PAGE EXCERPT:
[Start]
Mnuchin dismissed a Bloomberg report that the initial agreement could include provisions to roll back more tariffs on China after the election.

‘The tariffs will stay in place until there is a phase two. If the president gets phase two quickly, he will consider releasing tariffs. If not, there won’t be any tariff relief,’ Mnuchin said Tuesday on Bloomberg TV.

‘It has nothing to do with the election or anything else.’

Washington said Beijing agreed to import, over two years, $200 billion of U.S. products above the levels in 2017, before Trump launched his offensive.

Trump has repeatedly touted the trade pact as a boon for American farmers, saying China will buy $40 to $50 billion in agricultural goods.

U.S. farmers were hit hard by the tariff war—notably on soybeans which saw exports to China plunge to just $3 billion from more than $12 billion in 2017. The Trump administration paid out $28 billion in aid to farmers in the last two years.

But many economists question whether they have the capacity to meet that demand.
[End]
Excerpts from point annotation data:
[Start]
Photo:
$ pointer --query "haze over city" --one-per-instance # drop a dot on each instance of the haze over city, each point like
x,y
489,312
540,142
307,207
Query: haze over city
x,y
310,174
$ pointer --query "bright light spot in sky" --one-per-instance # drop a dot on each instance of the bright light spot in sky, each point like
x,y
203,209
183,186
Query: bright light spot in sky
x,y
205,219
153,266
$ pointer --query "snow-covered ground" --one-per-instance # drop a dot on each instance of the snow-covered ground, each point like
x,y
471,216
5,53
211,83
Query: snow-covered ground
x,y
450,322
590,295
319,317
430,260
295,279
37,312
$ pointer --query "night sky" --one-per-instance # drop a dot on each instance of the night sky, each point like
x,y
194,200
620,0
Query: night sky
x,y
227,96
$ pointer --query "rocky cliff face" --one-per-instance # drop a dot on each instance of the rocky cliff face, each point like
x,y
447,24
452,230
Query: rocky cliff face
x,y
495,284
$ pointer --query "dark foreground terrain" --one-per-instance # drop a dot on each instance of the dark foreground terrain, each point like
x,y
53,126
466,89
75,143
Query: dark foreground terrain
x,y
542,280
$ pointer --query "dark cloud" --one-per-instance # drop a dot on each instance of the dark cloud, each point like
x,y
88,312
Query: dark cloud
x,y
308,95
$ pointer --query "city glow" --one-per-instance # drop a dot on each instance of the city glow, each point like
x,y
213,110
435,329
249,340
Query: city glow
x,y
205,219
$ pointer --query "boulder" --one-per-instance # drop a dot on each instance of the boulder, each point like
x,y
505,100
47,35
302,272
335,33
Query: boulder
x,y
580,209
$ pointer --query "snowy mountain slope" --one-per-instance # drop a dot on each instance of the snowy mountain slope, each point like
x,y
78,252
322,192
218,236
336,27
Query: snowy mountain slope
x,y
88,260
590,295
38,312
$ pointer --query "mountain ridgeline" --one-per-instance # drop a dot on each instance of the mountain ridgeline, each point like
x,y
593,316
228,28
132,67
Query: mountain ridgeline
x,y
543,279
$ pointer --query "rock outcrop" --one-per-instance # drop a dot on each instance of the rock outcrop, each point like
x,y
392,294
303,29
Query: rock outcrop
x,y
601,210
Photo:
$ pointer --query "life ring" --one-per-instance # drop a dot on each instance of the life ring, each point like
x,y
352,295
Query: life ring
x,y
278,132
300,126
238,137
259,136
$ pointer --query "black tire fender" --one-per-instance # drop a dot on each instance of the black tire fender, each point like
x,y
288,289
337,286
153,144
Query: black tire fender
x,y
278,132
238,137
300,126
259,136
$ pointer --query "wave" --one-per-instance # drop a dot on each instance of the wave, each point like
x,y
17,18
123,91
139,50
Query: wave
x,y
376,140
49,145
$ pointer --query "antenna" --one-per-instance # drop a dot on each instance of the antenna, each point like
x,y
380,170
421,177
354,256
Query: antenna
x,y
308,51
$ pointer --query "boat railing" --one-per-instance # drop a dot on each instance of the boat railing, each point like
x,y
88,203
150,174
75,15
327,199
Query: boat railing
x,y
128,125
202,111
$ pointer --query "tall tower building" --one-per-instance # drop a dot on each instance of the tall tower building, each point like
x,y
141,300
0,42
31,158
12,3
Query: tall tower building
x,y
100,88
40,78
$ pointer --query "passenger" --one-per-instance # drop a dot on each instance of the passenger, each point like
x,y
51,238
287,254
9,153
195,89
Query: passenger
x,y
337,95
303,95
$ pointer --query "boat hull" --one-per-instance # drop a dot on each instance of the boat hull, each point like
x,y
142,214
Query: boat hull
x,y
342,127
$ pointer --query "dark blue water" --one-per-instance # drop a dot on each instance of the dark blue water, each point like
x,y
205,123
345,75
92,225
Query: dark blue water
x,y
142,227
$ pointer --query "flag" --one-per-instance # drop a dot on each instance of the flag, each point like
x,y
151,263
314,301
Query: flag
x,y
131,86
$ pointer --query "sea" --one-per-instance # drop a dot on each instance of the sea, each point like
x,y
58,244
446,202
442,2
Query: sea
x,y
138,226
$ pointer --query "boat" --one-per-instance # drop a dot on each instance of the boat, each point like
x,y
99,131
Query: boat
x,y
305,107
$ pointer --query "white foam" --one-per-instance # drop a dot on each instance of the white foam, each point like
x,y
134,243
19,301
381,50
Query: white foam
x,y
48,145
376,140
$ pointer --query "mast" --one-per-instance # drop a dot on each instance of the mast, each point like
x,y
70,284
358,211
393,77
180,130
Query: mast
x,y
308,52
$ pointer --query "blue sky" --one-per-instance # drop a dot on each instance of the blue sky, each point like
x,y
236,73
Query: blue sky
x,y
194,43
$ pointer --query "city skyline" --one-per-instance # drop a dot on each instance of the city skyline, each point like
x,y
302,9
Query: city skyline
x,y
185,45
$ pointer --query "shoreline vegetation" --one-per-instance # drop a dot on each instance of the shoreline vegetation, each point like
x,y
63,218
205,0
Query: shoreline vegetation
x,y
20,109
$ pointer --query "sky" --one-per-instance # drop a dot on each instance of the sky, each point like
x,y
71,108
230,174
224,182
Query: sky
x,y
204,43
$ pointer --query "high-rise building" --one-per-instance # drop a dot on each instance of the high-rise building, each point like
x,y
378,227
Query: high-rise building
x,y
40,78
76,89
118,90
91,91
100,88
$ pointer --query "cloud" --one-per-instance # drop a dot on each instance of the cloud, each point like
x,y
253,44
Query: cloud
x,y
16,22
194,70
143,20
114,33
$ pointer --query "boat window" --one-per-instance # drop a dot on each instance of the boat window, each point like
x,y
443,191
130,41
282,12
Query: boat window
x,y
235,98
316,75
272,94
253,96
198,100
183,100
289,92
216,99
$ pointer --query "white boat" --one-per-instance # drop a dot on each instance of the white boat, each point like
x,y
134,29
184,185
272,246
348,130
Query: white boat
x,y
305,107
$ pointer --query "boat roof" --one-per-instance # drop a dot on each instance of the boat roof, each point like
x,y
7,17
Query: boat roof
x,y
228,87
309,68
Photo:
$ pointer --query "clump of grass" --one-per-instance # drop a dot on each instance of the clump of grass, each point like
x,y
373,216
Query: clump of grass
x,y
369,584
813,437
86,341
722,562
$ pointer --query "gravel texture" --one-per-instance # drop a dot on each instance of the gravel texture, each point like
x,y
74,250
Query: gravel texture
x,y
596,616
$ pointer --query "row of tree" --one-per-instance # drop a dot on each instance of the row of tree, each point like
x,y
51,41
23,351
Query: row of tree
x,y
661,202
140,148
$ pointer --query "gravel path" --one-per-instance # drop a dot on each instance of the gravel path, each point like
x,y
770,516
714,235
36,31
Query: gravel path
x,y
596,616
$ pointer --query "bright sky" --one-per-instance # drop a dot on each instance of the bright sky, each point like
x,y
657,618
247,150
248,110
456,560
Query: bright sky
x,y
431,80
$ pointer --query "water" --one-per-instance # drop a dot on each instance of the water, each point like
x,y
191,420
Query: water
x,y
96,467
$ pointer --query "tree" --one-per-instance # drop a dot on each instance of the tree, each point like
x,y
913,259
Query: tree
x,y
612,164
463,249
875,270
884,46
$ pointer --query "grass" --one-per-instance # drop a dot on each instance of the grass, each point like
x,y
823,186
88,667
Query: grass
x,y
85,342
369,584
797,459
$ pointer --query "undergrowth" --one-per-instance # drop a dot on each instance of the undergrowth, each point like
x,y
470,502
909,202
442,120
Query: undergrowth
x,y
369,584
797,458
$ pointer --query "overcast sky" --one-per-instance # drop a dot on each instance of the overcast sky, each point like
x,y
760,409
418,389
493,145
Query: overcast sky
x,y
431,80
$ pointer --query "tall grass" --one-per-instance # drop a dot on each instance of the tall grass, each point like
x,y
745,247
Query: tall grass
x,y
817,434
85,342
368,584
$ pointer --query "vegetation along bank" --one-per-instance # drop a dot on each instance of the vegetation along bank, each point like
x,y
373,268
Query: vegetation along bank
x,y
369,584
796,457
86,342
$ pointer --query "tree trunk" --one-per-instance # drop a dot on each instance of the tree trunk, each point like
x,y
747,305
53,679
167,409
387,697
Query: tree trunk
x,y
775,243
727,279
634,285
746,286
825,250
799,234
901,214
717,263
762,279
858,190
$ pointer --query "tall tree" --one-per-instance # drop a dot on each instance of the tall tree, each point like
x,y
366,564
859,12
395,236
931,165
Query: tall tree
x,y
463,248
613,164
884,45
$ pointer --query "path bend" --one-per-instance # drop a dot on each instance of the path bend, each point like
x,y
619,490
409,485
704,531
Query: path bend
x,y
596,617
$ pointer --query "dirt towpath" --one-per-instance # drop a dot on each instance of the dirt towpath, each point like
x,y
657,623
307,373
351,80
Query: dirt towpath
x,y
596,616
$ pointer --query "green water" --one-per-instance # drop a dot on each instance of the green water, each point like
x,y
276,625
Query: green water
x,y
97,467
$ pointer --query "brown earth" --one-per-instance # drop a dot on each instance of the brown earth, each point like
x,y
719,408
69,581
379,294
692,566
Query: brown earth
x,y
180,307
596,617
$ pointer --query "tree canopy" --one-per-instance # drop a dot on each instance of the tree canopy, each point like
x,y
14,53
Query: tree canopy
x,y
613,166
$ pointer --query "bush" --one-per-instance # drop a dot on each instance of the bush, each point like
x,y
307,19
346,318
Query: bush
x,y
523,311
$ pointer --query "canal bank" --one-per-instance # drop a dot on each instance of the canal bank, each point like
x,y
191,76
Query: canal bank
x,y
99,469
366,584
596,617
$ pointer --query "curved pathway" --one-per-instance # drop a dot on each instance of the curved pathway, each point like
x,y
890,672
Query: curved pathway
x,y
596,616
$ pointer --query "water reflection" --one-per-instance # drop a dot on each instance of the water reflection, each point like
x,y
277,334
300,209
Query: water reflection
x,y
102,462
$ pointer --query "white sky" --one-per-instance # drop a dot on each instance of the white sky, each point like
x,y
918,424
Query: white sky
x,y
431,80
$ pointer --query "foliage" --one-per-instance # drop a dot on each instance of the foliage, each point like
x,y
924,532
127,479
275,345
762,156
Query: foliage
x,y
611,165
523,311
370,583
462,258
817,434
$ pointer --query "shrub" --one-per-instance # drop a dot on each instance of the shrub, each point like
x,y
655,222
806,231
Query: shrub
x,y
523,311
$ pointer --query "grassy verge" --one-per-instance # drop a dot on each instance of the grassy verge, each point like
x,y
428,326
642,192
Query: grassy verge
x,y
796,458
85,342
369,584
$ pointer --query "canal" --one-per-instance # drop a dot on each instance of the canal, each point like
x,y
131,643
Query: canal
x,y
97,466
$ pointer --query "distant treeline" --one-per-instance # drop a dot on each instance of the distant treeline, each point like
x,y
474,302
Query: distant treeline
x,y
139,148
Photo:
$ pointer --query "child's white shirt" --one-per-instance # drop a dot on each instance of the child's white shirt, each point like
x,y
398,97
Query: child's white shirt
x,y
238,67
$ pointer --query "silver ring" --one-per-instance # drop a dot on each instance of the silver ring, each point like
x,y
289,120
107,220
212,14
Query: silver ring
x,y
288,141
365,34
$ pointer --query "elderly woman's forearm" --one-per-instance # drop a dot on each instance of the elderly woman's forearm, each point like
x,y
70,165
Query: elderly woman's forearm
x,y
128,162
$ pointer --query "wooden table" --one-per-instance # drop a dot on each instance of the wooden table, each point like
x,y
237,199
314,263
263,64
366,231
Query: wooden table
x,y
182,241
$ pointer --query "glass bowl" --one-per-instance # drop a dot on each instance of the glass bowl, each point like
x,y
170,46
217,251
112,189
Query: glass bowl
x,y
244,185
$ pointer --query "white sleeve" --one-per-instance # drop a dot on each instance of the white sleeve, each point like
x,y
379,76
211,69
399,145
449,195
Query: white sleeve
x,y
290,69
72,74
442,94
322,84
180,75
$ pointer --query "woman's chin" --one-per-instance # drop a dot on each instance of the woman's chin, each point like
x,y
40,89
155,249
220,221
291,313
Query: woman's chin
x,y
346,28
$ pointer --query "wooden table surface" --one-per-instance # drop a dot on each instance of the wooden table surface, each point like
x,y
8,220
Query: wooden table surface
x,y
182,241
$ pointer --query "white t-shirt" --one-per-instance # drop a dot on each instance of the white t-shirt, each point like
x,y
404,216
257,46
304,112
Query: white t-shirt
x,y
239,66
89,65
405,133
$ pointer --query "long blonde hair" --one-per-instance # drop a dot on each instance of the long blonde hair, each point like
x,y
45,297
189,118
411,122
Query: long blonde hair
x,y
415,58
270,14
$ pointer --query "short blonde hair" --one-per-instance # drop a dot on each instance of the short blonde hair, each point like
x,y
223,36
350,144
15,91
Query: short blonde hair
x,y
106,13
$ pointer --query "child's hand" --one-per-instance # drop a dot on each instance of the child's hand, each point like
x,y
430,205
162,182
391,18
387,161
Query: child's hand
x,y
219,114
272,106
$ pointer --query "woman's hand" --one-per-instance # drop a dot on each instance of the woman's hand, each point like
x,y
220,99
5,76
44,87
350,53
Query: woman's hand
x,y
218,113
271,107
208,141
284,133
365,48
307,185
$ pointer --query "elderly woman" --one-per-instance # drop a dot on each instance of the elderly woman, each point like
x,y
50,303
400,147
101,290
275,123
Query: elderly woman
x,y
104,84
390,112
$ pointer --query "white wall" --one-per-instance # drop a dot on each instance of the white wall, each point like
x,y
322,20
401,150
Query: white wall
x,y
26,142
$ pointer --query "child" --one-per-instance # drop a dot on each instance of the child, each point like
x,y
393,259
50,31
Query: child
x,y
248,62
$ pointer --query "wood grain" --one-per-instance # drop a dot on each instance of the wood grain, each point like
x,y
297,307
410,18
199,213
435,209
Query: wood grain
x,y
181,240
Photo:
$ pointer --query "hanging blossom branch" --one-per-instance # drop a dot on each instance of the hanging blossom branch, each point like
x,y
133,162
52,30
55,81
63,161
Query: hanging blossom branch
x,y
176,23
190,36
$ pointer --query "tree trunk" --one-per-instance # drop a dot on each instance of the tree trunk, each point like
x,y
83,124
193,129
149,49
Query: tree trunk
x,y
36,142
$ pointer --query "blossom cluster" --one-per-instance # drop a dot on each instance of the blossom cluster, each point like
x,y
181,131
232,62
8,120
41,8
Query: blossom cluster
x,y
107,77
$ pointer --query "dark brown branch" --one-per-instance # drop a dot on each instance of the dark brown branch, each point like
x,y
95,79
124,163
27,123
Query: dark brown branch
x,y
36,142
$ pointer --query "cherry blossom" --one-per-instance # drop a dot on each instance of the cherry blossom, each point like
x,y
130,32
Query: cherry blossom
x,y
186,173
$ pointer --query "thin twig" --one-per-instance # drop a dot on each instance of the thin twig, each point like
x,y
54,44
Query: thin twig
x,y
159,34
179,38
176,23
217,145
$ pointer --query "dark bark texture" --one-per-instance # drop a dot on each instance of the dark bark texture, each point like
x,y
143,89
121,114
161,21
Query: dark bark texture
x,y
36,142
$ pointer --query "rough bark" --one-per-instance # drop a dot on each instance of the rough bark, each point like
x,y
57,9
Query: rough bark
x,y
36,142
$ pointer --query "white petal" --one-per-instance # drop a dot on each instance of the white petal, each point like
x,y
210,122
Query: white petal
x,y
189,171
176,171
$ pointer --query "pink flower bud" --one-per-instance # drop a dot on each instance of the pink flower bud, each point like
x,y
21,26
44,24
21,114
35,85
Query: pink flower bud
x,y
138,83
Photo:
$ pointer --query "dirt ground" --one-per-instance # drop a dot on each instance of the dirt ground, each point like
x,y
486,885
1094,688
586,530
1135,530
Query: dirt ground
[End]
WHAT YOU WILL DO:
A – Rewrite the U.S.-China trade deal passage starting at "Washington said Beijing" and ending at "last two years.", putting "The U.S. government" in place of "Washington".
B – Carry the article on the U.S.-China trade deal on from its final sentence.

RESULTS:
A –
The U.S. government said Beijing agreed to import, over two years, $200 billion of U.S. products above the levels in 2017, before Trump launched his offensive.

Trump has repeatedly touted the trade pact as a boon for American farmers, saying China will buy $40 to $50 billion in agricultural goods.

U.S. farmers were hit hard by the tariff war—notably on soybeans which saw exports to China plunge to just $3 billion from more than $12 billion in 2017. The Trump administration paid out $28 billion in aid to farmers in the last two years.

B –
And Lovely raised a question about the wisdom on relying so heavily on the Chinese market.

‘It also means Chinese retaliation could be reinstated, dampening farmers’ willingness to invest to meet the very hard export targets in the deal.’

U.S. and Chinese officials say the agreement includes protections for intellectual property and addresses financial services and foreign exchange while including a pr.ovision for dispute resolution, which Mnuchin said will be binding for the first time.

Trump in August formally accused China of manipulating its currency to gain an advantage in trade and offset the impact of the tariffs.

The label, which had no real practical impact, was removed earlier this week.

The deal also restores a twice-yearly dialogue process that previous administrations conducted regularly but that Trump scrapped.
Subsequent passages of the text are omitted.